--- Supplied material ---
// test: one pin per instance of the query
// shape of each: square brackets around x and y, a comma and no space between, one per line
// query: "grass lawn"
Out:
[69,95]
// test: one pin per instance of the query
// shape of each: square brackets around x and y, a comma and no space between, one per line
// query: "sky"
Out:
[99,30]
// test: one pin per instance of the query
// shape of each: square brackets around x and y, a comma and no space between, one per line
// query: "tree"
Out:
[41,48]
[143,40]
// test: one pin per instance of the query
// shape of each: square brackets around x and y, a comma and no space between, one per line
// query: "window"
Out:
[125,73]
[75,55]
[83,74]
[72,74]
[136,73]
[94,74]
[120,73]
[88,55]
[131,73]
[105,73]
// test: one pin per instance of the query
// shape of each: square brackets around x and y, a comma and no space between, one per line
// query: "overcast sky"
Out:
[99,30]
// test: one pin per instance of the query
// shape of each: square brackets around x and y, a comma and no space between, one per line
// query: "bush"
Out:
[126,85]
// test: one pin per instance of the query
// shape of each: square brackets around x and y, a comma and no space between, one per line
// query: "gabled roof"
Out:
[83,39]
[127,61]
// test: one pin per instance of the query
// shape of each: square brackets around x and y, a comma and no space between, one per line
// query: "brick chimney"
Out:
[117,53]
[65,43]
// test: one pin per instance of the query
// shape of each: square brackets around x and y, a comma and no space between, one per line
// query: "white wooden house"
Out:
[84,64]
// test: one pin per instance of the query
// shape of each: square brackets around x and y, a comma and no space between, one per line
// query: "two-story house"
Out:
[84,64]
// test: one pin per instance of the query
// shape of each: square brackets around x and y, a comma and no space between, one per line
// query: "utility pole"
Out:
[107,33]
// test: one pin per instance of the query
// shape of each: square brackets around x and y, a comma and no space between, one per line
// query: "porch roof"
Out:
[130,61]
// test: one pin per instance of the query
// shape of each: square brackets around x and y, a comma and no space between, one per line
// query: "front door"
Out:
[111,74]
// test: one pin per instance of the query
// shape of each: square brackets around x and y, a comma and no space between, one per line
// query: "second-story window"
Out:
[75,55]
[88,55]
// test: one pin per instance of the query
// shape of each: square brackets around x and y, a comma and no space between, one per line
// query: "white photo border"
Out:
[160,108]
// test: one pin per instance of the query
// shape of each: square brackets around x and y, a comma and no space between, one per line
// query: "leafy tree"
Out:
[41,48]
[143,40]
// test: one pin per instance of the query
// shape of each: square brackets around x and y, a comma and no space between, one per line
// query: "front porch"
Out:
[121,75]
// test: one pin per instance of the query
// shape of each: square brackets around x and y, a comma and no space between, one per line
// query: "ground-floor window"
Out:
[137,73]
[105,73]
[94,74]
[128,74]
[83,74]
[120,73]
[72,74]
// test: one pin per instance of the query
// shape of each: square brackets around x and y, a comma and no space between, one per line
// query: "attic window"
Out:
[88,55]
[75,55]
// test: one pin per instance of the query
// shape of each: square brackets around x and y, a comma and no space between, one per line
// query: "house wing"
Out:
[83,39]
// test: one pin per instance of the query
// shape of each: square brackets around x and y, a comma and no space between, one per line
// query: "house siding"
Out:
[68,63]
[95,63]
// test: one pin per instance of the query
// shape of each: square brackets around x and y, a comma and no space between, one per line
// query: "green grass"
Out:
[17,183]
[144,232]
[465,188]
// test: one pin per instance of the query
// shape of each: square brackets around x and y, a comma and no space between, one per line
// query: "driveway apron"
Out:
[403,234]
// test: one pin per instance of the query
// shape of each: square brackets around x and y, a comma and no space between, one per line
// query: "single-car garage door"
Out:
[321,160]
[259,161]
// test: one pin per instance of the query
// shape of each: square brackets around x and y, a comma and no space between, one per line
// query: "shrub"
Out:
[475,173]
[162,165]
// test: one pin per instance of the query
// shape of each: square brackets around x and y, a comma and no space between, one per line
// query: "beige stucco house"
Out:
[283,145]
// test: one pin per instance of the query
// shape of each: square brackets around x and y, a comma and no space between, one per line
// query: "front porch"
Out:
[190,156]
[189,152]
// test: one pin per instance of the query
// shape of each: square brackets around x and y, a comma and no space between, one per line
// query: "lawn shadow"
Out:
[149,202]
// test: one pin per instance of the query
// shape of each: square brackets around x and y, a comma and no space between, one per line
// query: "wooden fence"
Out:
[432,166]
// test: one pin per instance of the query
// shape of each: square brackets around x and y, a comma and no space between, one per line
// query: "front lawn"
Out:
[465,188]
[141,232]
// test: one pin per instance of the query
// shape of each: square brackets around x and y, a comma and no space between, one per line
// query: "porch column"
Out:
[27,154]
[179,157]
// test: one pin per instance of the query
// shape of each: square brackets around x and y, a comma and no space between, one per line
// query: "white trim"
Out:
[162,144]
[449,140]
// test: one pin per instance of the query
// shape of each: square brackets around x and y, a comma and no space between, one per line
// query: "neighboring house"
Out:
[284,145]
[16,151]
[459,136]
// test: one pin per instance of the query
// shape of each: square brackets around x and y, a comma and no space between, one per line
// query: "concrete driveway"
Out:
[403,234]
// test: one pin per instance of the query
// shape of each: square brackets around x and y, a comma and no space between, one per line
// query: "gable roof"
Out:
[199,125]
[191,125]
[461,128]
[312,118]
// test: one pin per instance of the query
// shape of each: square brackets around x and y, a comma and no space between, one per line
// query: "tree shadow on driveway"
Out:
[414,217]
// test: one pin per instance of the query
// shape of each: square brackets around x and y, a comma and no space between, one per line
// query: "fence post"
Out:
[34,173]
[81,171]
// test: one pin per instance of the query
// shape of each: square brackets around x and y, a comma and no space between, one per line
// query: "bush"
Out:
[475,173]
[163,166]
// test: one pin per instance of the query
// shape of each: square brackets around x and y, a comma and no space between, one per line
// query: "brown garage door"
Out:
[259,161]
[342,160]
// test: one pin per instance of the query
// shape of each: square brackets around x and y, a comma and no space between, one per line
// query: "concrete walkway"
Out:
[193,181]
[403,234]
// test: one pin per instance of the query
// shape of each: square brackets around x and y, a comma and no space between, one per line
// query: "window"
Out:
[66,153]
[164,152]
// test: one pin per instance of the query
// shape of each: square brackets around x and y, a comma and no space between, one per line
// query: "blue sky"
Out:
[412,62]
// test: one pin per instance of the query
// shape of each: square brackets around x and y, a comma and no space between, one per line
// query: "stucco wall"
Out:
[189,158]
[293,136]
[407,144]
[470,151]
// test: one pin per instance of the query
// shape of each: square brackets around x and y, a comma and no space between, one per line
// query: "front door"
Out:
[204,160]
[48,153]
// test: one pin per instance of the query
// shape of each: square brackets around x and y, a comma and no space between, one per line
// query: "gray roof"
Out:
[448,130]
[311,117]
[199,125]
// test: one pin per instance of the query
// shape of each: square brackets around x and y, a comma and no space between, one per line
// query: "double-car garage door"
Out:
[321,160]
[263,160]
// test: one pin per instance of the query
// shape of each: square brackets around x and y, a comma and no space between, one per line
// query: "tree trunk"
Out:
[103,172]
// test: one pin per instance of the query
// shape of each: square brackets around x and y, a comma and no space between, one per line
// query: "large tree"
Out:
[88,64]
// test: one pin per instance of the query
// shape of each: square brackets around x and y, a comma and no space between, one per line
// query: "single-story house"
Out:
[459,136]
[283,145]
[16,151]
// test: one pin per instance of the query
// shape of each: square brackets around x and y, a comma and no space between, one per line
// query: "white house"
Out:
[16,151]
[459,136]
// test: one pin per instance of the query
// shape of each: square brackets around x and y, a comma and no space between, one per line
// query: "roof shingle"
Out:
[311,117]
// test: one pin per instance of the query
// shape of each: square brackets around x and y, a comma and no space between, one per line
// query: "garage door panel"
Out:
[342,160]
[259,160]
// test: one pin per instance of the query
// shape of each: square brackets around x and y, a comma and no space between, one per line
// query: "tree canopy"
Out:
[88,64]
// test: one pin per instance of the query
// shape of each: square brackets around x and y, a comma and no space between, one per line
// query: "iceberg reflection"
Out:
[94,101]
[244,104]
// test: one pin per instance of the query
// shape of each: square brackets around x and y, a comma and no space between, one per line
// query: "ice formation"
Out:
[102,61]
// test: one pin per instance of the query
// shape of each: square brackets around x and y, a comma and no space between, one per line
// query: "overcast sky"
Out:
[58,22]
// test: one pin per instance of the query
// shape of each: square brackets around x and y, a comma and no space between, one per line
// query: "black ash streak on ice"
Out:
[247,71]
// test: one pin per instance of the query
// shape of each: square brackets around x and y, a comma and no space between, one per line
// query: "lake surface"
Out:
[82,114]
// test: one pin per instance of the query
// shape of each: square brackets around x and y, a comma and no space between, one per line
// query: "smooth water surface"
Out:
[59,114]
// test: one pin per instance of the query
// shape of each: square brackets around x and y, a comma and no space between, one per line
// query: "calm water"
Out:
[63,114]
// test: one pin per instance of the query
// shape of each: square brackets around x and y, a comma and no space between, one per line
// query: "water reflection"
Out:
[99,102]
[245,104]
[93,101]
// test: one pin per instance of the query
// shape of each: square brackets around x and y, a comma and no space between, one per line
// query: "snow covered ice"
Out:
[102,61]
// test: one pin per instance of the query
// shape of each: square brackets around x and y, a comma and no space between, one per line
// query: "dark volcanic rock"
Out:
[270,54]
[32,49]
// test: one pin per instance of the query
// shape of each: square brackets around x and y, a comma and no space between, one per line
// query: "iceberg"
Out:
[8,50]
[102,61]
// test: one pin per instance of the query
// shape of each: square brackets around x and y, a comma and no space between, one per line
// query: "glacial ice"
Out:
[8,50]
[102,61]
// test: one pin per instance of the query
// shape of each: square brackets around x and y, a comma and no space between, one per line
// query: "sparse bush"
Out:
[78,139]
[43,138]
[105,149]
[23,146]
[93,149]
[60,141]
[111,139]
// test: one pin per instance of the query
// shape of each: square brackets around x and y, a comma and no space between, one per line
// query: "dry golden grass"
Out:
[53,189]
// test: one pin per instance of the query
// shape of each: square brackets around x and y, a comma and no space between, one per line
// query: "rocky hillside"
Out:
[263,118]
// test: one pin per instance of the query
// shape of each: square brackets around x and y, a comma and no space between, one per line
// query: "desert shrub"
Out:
---
Collect every line in the listing above that contains the string 'single', treating uppercase and lowercase letters as different.

// query: "single-car garage door"
// query: "single-story house"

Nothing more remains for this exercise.